▶ Selection:
··········

Re: [PATCH] drm/atomic: Perform blocking commits on workqueue

Daniel Vetter <daniel@xxxxxxxx> · Thu, 5 Oct 2023 11:57:41 +0200

On Tue, Sep 26, 2023 at 01:05:49PM -0400, Ray Strode wrote:
> From: Ray Strode <rstrode@xxxxxxxxxx>
> 
> A drm atomic commit can be quite slow on some hardware. It can lead
> to a lengthy queue of commands that need to get processed and waited
> on before control can go back to user space.
> 
> If user space is a real-time thread, that delay can have severe
> consequences, leading to the process getting killed for exceeding
> rlimits.
> 
> This commit addresses the problem by always running the slow part of
> a commit on a workqueue, separated from the task initiating the
> commit.
> 
> This change makes the nonblocking and blocking paths work in the same way,
> and as a result allows the task to sleep and not use up its
> RLIMIT_RTTIME allocation.
> 
> Link: https://gitlab.freedesktop.org/drm/amd/-/issues/2861
> Signed-off-by: Ray Strode <rstrode@xxxxxxxxxx>

So imo the trouble with this is that we suddenly start to make
realtime/cpu usage guarantees in the atomic ioctl. That's a _huge_ uapi
change, because even limited to the case of !ALLOW_MODESET we do best
effort guarantees at best. And some drivers (again amd's dc) spend a ton
of cpu time recomputing state even for pure plane changes without any crtc
changes like dpms on/off (at least I remember some bug reports about
that). And that state recomputation has to happen synchronously, because
it always influences the ioctl errno return value.

My take is that you're papering over a performance problem here of the
"the driver is too slow/wastes too much cpu time". We should fix the
driver, if that's possible.

Another option would be if userspace drops realtime priorities for these
known-slow operations. And right now _all_ kms operations are potentially
cpu and real-time wasters, the entire uapi is best effort.

We can also try to change the atomic uapi to give some hard real-time
guarantees so that running compositors as SCHED_RT is possible, but that
- means a very serious stream of bugs to fix all over
- therefore needs some very wide buy-in from drivers that they're willing
  to make this guarantee
- probably needs some really carefully carved out limitations, because
  there's imo flat-out no way we'll make all atomic ioctl hard time limit
  bound

Also, as König has pointed out, you can roll this duct-tape out in
userspace by making the commit non-blocking and immediately waiting for
the fences.

One thing I didn't see mention is that there's a very subtle uapi
difference between non-blocking and blocking:
- non-blocking is not allowed to get ahead of the previous commit, and
  will return EBUSY in that case. See the comment in
  drm_atomic_helper_commit()
- blocking otoh will just block until any previous pending commit has
  finished

Not taking that into account in your patch here breaks uapi because
userspace will suddenly get EBUSY when they don't expect that.

··········

▶ Information shown:
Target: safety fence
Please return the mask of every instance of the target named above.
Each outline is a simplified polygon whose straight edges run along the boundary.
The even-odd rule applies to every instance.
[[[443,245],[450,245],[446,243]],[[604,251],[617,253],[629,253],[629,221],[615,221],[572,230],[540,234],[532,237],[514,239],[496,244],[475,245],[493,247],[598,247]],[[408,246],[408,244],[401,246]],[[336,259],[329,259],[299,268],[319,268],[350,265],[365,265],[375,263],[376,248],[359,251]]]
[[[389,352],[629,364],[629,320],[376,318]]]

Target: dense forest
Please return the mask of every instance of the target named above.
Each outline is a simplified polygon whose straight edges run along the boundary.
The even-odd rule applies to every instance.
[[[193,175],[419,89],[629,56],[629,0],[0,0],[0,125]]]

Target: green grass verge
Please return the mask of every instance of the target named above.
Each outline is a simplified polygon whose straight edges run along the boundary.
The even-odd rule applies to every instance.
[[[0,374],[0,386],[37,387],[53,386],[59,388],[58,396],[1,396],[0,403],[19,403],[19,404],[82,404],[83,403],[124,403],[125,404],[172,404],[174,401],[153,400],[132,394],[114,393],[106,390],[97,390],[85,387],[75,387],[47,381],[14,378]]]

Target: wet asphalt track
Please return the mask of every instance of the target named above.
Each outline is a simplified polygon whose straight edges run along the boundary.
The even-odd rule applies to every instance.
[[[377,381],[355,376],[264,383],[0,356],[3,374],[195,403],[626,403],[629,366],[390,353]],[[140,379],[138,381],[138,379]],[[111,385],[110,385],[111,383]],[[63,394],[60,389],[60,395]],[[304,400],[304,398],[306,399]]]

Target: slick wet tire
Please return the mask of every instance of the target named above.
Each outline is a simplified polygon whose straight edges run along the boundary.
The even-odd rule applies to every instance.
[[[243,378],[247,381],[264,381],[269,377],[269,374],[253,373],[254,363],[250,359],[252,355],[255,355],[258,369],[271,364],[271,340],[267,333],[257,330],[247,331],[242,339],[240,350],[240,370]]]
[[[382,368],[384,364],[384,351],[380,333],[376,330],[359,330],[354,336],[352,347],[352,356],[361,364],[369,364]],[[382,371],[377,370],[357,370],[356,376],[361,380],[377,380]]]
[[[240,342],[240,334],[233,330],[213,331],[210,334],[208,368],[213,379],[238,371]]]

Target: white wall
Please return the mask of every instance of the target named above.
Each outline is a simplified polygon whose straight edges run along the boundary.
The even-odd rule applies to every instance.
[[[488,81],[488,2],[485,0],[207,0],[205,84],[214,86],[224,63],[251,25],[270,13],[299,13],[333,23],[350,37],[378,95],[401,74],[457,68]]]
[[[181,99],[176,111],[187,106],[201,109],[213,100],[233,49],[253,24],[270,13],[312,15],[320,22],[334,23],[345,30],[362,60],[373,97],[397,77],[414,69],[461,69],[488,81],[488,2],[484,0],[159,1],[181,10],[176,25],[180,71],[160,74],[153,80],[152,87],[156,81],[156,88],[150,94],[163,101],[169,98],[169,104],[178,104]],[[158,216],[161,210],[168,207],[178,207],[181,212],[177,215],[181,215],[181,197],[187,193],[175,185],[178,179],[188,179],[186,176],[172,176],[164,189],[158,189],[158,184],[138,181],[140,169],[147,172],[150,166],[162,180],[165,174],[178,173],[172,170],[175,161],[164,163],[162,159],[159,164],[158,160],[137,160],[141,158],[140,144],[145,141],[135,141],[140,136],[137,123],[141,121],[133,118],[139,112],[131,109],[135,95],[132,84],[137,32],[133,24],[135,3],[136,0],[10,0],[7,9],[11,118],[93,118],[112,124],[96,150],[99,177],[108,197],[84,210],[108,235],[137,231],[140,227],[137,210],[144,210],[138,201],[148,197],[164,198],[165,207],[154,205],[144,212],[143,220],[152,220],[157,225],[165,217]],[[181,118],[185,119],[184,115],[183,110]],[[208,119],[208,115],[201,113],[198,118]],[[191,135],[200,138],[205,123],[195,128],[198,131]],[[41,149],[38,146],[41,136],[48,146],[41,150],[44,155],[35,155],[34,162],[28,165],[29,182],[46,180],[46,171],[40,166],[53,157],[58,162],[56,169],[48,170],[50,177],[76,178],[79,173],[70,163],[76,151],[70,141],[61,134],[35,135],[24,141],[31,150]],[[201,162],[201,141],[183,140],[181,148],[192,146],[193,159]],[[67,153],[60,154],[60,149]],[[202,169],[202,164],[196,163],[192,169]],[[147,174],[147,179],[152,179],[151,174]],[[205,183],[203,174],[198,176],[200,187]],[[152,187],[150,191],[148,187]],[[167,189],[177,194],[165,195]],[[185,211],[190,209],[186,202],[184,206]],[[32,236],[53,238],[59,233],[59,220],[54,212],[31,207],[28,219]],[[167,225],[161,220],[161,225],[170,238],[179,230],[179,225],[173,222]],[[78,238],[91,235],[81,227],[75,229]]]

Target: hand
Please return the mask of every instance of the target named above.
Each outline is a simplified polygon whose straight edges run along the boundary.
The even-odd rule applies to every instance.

··········

▶ Do this: Reproduce the stretch of the patch reply from "One thing I" through "drm_atomic_helper_commit()". The listing is separate material, unrelated to the patch reply.

▶ Written solution:
One thing I didn't see mention is that there's a very subtle uapi
difference between non-blocking and blocking:
- non-blocking is not allowed to get ahead of the previous commit, and
  will return EBUSY in that case. See the comment in
  drm_atomic_helper_commit()